Copy the data below exactly.

Extracted records
+--
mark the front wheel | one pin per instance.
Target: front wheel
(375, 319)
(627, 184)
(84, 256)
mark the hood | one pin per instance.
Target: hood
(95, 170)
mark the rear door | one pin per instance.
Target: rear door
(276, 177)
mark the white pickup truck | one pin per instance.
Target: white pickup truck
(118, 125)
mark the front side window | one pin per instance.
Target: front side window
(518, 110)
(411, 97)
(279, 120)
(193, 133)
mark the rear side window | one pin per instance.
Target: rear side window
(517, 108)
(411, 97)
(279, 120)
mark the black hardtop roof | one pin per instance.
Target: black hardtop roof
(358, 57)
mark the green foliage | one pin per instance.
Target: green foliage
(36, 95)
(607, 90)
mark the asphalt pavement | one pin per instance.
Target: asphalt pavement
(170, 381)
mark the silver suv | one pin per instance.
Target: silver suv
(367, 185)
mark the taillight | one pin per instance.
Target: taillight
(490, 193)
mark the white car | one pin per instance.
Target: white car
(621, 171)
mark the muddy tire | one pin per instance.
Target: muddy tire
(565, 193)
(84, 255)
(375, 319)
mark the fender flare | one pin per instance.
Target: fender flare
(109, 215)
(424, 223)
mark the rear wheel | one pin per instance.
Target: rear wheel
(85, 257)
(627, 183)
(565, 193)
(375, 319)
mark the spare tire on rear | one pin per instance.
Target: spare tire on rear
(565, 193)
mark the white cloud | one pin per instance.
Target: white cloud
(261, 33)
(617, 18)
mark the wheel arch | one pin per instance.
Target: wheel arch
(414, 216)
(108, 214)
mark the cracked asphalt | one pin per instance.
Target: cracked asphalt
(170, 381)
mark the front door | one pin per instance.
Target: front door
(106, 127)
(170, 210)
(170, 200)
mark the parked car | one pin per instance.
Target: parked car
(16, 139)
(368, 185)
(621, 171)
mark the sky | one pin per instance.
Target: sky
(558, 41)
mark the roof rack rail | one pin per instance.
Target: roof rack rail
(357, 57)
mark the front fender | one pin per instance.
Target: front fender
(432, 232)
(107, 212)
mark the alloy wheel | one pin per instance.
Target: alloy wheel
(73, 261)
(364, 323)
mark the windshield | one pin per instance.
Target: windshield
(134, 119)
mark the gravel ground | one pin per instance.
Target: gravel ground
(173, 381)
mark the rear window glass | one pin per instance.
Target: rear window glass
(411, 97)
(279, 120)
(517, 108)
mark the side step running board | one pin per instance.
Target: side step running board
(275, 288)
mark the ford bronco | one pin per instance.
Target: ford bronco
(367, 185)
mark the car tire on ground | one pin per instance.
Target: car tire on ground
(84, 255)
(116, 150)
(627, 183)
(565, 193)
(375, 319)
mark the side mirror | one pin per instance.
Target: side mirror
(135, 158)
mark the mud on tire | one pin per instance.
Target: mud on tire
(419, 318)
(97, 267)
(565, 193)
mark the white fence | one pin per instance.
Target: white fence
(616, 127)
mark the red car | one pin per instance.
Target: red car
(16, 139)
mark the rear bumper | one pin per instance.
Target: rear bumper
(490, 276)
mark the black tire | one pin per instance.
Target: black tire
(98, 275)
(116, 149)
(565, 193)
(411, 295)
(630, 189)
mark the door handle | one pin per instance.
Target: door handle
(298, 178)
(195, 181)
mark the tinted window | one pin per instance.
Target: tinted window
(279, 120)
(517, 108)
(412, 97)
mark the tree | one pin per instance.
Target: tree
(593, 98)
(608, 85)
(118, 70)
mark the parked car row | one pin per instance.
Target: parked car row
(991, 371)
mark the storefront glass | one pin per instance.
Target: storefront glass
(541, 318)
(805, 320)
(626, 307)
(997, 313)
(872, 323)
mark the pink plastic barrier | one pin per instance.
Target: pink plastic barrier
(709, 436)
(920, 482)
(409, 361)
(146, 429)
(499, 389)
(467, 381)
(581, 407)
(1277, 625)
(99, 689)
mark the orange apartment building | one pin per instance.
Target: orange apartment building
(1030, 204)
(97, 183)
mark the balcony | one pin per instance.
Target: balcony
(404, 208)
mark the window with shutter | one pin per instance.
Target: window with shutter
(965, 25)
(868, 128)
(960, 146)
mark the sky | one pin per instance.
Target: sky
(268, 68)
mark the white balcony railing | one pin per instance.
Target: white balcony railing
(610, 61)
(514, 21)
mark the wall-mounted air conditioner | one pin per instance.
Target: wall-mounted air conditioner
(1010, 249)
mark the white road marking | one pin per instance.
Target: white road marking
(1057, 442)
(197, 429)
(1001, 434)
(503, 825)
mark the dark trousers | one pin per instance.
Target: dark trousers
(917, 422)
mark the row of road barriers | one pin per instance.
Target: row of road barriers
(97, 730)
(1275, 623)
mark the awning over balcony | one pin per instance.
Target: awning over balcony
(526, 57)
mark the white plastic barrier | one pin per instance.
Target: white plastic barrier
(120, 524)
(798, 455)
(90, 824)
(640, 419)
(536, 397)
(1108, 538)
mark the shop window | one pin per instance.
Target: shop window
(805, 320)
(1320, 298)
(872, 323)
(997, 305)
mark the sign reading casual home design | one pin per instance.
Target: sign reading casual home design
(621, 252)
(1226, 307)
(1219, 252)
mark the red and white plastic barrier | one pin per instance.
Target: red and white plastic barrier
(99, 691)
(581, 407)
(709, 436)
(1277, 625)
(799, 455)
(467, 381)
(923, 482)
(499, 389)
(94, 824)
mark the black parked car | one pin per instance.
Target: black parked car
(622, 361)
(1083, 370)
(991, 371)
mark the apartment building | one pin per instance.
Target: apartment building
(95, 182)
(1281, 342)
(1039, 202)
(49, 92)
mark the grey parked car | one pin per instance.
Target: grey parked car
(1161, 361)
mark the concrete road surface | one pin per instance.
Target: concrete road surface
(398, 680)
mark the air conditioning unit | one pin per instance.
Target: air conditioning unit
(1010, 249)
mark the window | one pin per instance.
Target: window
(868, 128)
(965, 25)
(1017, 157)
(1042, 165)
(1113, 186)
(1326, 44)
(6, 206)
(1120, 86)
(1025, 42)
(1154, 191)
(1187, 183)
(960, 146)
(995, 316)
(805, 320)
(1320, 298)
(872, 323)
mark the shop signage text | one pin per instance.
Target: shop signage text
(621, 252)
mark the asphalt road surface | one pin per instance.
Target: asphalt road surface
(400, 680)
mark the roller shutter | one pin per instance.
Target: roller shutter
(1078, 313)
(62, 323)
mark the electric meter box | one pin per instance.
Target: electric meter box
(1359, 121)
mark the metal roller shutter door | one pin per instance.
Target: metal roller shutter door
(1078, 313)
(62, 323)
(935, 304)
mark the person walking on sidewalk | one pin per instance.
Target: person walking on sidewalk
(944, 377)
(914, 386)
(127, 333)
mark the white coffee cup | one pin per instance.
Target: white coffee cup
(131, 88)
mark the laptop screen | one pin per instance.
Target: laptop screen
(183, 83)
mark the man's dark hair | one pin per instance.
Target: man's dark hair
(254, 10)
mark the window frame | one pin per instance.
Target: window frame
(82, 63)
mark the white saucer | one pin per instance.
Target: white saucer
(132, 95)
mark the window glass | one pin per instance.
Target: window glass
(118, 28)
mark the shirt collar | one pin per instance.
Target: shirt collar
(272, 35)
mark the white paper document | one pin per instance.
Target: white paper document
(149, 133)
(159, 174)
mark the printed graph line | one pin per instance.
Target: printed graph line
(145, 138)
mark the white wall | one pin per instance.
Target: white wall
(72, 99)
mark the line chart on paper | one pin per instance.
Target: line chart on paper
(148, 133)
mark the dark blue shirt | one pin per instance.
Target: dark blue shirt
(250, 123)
+--
* OUTPUT:
mark the front wheel | one pin per instance.
Target: front wheel
(375, 319)
(627, 184)
(84, 256)
mark the hood | one pin per instance.
Target: hood
(95, 170)
mark the rear door | one pin per instance.
Target: rear door
(276, 177)
mark the white pickup truck | one pin per instance.
Target: white pickup truck
(118, 125)
mark the front side window | one pin per instance.
Target: front side window
(518, 110)
(411, 97)
(279, 120)
(193, 133)
mark the rear side window | one pin per instance.
Target: rear side window
(517, 108)
(411, 97)
(279, 120)
mark the black hardtop roof | one pin per instance.
Target: black hardtop roof
(358, 57)
mark the green foliage | one pin per instance.
Target: green foliage
(36, 95)
(607, 90)
mark the asphalt pavement | one pin per instance.
Target: asphalt pavement
(170, 381)
mark the silver suv | one pin per instance.
Target: silver suv
(367, 185)
mark the taillight | one pin per instance.
Target: taillight
(490, 193)
mark the white car | one pin per instance.
Target: white car
(621, 171)
mark the muddy tire | one pin per instance.
Target: muddy tire
(565, 193)
(84, 255)
(375, 319)
mark the fender flare | one pin per instance.
Target: fender flare
(109, 215)
(424, 223)
mark the rear wheel | one pin per instance.
Target: rear wheel
(85, 257)
(627, 183)
(565, 193)
(375, 319)
mark the spare tire on rear | one pin per instance.
Target: spare tire on rear
(565, 193)
mark the white cloud | one pin per instance.
Target: white cloud
(261, 33)
(617, 18)
mark the wheel arch | one pin per instance.
Target: wheel arch
(414, 216)
(108, 214)
mark the cracked asphalt | one pin per instance.
Target: cracked asphalt
(170, 381)
mark the front door | one pin per instance.
Target: front door
(106, 127)
(170, 210)
(170, 200)
mark the parked car | one pin per instance.
Target: parked car
(16, 139)
(368, 185)
(621, 171)
mark the sky | one pin per instance.
Target: sky
(558, 41)
mark the roof rack rail | one pin per instance.
Target: roof rack rail
(357, 57)
mark the front fender | one pin per instance.
Target: front fender
(432, 232)
(107, 212)
mark the alloy wheel | one pin per instance.
Target: alloy wheel
(73, 261)
(364, 323)
mark the windshield | one pin per instance.
Target: windshield
(134, 119)
mark the gravel ground | one pin per instance.
Target: gravel ground
(173, 381)
mark the rear window glass | one pin per instance.
Target: rear window glass
(411, 97)
(279, 120)
(517, 108)
mark the side step running board | one pin per instance.
Target: side step running board
(275, 288)
mark the ford bronco | one pin per instance.
Target: ford bronco
(367, 185)
mark the car tire on ground | one pin per instance.
Target: car tire on ground
(84, 255)
(116, 150)
(627, 183)
(565, 193)
(375, 319)
mark the side mirror | one pin per instance.
Target: side mirror
(135, 158)
mark the mud on tire | one pin per instance.
Target: mud on tire
(419, 318)
(97, 267)
(565, 193)
mark the white fence | one pin per instance.
Target: white fence
(616, 127)
mark the red car | one pin per instance.
Target: red car
(16, 139)
mark the rear bumper | one pin per instance.
Target: rear bumper
(490, 276)
mark the black tire | one pin per instance.
Target: black tire
(98, 275)
(116, 149)
(565, 193)
(411, 295)
(630, 189)
mark the door handle | one pin per instance.
Target: door handle
(298, 178)
(195, 181)
mark the tinted window | one pin per instance.
Target: tinted window
(279, 120)
(517, 108)
(412, 97)
mark the tree | one pin per instance.
Target: tree
(593, 98)
(608, 85)
(118, 70)
mark the parked car row | one pin per instance.
Target: parked car row
(991, 371)
mark the storefront glass | one pin per instance.
Target: storefront glass
(541, 318)
(805, 320)
(626, 307)
(997, 313)
(872, 323)
mark the pink plastic barrier | one pin per instance.
Target: pink plastic barrier
(709, 436)
(920, 482)
(409, 361)
(146, 429)
(499, 389)
(467, 381)
(581, 407)
(1277, 625)
(99, 689)
mark the orange apartment building | one pin per instance.
Target: orange apartment building
(1030, 204)
(97, 183)
mark the balcony | one pin per instance.
Target: balcony
(404, 208)
mark the window with shutter | one pin per instance.
Target: window with shutter
(965, 25)
(868, 128)
(960, 146)
mark the sky | one pin per instance.
Target: sky
(268, 68)
mark the white balcony railing | one pin per instance.
Target: white balcony railing
(610, 61)
(514, 21)
mark the wall-mounted air conditioner | one pin per instance.
Target: wall-mounted air conditioner
(1010, 249)
mark the white road marking | one pin per instance.
Target: white road marking
(1057, 442)
(197, 429)
(1001, 434)
(503, 825)
mark the dark trousers | one pin per instance.
Target: dark trousers
(917, 422)
mark the row of road barriers | one pin per instance.
Target: row of road barriers
(97, 730)
(1275, 623)
mark the awning over balcony | one pin per instance.
Target: awning over balcony
(526, 57)
mark the white plastic barrier | one pin per instance.
Target: white plastic barrier
(120, 524)
(798, 455)
(90, 824)
(640, 419)
(536, 397)
(1108, 538)
mark the shop window | one pin per instance.
Target: shop window
(805, 320)
(1320, 298)
(872, 323)
(997, 305)
mark the sign reading casual home design | one pin per instance.
Target: sign reading casual home design
(621, 252)
(1226, 307)
(1219, 252)
mark the red and white plastic barrier | one pin per instance.
Target: red and white plastic barrier
(99, 691)
(581, 407)
(709, 436)
(1277, 625)
(799, 455)
(467, 381)
(923, 482)
(499, 389)
(94, 824)
mark the black parked car | one pin per instance.
Target: black parked car
(622, 361)
(1083, 370)
(991, 371)
mark the apartment building | one pin per instance.
Target: apartment building
(95, 182)
(1281, 342)
(1039, 202)
(49, 92)
mark the grey parked car | one pin per instance.
Target: grey parked car
(1161, 361)
mark the concrete road surface | one pin per instance.
Target: concrete road surface
(398, 680)
mark the air conditioning unit | one pin per instance.
Target: air conditioning unit
(1010, 249)
mark the window | one pin per instance.
Target: window
(868, 128)
(965, 25)
(1017, 157)
(1042, 165)
(1113, 186)
(1326, 44)
(6, 206)
(1120, 86)
(1025, 42)
(1154, 191)
(1187, 183)
(960, 146)
(995, 316)
(805, 320)
(1320, 298)
(872, 323)
mark the shop signage text | one pin per instance.
Target: shop signage text
(621, 252)
mark the asphalt road surface | one pin per instance.
Target: asphalt road surface
(400, 680)
mark the roller shutter | one pin per instance.
Target: roller shutter
(1078, 313)
(62, 323)
mark the electric meter box | one pin per instance.
Target: electric meter box
(1359, 121)
mark the metal roller shutter door | one pin per instance.
Target: metal roller shutter door
(1078, 313)
(62, 323)
(935, 304)
mark the person walking on sidewalk | one pin per instance.
Target: person walking on sidewalk
(944, 377)
(914, 386)
(127, 333)
mark the white coffee cup | one pin per instance.
Target: white coffee cup
(131, 88)
mark the laptop screen | one pin per instance.
Target: laptop screen
(183, 83)
mark the man's dark hair | one pin per instance.
Target: man's dark hair
(254, 10)
mark the window frame | one pin per instance.
Target: window frame
(82, 63)
mark the white saucer | one pin per instance.
Target: white saucer
(132, 95)
mark the window glass | one pin per instance.
Target: window glass
(118, 28)
mark the shirt collar | one pin per instance.
Target: shirt collar
(272, 35)
mark the white paper document | one pin per instance.
Target: white paper document
(149, 133)
(159, 174)
mark the printed graph line | one pin per instance.
Target: printed graph line
(145, 138)
mark the white wall | one pin per instance.
Target: white wall
(72, 99)
mark the line chart on paper | one pin per instance.
Target: line chart on paper
(148, 133)
mark the dark blue shirt | one pin per instance.
Target: dark blue shirt
(250, 123)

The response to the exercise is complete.